◆ EXERCISE DIRECTIONS: Lay out the material from the line that contains "Hi there — if you don't mind, please find the white" through the line that contains "470;145;800;246" as a two-column CSV with the headers input and output. Each row should pair a text with its answer, with each value in a single quoted field and any line breaks replaced by spaces.

[START ROWS]

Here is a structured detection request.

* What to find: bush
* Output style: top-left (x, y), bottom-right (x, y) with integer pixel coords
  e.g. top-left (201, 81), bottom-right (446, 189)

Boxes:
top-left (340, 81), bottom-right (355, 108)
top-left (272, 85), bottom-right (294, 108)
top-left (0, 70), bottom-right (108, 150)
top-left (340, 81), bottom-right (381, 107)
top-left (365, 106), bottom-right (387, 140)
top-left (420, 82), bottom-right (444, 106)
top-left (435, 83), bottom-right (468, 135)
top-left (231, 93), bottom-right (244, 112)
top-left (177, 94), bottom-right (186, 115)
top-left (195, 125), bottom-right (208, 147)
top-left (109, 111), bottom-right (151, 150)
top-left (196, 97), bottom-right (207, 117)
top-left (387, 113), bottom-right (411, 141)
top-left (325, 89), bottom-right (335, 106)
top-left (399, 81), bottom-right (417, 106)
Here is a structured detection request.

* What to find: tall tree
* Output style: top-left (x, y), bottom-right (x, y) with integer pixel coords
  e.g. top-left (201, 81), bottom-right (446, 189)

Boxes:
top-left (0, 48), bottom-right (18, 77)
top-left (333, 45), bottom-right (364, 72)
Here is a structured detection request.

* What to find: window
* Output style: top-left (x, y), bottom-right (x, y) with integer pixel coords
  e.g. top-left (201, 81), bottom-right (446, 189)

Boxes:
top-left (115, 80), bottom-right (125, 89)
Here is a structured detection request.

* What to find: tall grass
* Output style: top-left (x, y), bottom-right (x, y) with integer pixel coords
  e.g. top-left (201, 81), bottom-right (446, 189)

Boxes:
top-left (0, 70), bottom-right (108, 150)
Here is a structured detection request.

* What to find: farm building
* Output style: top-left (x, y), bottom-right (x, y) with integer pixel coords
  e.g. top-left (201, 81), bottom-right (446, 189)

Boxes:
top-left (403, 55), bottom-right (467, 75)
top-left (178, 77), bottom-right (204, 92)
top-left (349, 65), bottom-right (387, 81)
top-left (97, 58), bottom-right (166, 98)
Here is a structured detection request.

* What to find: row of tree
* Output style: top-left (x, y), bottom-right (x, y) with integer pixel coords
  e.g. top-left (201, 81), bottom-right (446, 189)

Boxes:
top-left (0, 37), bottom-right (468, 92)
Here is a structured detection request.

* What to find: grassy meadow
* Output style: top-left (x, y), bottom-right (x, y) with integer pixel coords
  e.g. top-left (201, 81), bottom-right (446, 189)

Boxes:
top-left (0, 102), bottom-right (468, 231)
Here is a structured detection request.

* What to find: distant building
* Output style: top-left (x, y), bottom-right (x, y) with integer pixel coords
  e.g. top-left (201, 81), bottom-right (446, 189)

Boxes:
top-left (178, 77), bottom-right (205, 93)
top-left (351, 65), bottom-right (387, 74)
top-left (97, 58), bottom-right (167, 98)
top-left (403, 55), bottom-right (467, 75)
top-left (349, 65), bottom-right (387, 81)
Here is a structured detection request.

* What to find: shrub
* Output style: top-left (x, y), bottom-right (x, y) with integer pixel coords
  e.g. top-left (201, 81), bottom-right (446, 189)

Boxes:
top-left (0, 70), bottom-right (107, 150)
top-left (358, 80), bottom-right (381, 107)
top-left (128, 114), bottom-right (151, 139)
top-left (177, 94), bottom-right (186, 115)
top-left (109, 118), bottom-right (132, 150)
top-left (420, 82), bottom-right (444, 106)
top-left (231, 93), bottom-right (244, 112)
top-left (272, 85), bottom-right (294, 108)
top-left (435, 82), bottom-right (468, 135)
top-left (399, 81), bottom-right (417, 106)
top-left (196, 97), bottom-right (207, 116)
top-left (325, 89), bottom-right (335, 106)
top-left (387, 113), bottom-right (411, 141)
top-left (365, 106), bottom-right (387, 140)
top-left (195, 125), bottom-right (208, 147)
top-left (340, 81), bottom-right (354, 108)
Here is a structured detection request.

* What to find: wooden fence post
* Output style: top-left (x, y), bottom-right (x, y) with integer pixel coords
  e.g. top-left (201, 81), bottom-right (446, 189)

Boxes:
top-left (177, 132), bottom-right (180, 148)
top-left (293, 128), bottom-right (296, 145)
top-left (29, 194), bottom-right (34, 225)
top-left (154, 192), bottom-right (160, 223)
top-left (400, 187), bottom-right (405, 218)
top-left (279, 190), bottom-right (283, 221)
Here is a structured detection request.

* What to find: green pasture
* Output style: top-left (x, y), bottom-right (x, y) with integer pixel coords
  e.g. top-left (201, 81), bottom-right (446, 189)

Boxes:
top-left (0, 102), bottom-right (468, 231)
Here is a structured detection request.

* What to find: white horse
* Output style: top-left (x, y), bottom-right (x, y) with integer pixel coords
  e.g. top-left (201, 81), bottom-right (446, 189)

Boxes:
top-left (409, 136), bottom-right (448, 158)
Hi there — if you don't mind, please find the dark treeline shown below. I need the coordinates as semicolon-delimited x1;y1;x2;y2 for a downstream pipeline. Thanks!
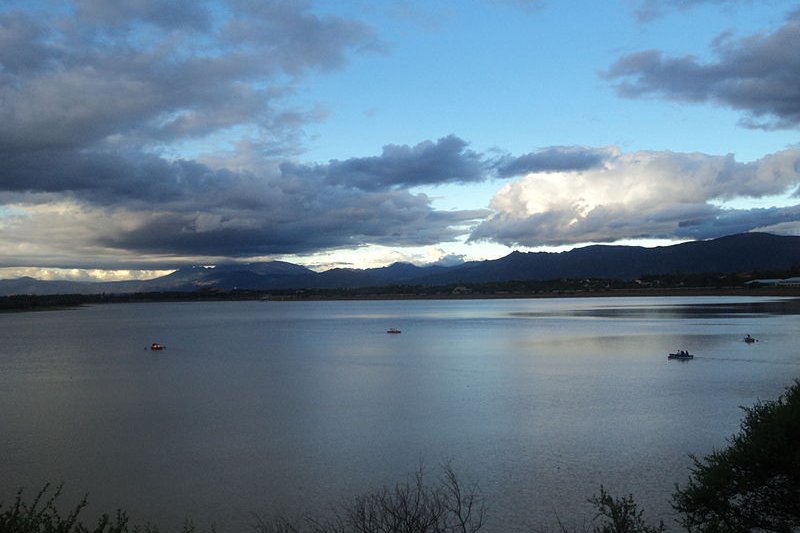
0;269;800;312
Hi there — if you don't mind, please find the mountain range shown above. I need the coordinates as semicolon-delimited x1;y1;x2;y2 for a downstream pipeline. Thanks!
0;233;800;296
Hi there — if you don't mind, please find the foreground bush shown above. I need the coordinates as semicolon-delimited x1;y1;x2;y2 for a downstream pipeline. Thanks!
0;485;213;533
673;381;800;533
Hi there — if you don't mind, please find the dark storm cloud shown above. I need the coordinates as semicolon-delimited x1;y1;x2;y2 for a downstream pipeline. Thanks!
0;0;377;152
675;205;800;239
496;146;613;178
604;11;800;129
283;135;486;191
0;0;487;266
0;142;488;258
98;187;488;257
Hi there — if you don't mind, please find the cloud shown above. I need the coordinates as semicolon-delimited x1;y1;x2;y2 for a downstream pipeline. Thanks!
0;0;379;152
496;146;617;178
0;145;488;268
603;10;800;129
284;135;487;191
634;0;751;22
470;149;800;247
0;0;488;268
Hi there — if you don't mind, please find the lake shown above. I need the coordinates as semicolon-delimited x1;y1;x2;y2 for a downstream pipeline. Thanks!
0;297;800;533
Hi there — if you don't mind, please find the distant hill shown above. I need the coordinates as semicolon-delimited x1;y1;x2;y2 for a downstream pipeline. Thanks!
0;233;800;295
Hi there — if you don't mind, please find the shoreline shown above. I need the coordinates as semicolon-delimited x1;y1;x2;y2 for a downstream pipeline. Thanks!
0;287;800;313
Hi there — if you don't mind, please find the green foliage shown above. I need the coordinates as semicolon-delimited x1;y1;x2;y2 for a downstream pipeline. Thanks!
673;381;800;533
589;485;666;533
0;484;209;533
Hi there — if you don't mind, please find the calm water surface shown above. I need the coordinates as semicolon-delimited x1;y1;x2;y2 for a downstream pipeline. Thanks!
0;297;800;532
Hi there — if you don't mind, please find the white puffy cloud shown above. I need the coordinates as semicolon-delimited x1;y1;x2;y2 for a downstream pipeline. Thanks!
470;145;800;246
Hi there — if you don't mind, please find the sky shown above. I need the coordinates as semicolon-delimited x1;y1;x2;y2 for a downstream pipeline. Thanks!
0;0;800;280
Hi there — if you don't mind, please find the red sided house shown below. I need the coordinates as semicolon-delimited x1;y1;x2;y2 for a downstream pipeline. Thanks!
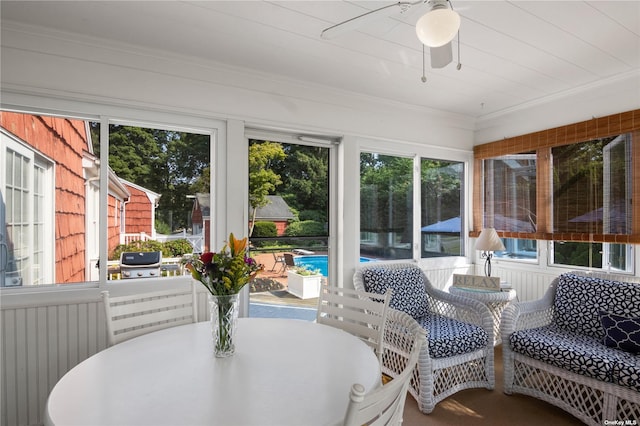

[END ROWS]

◆ TASK RESPONSE:
input,output
"Hi there — if you don't mind, please find the white puffy cloud shown above. I need the coordinates as semicolon-delimited x1;y1;x2;y2 for a downstream pipeline. Thanks!","470;145;800;246"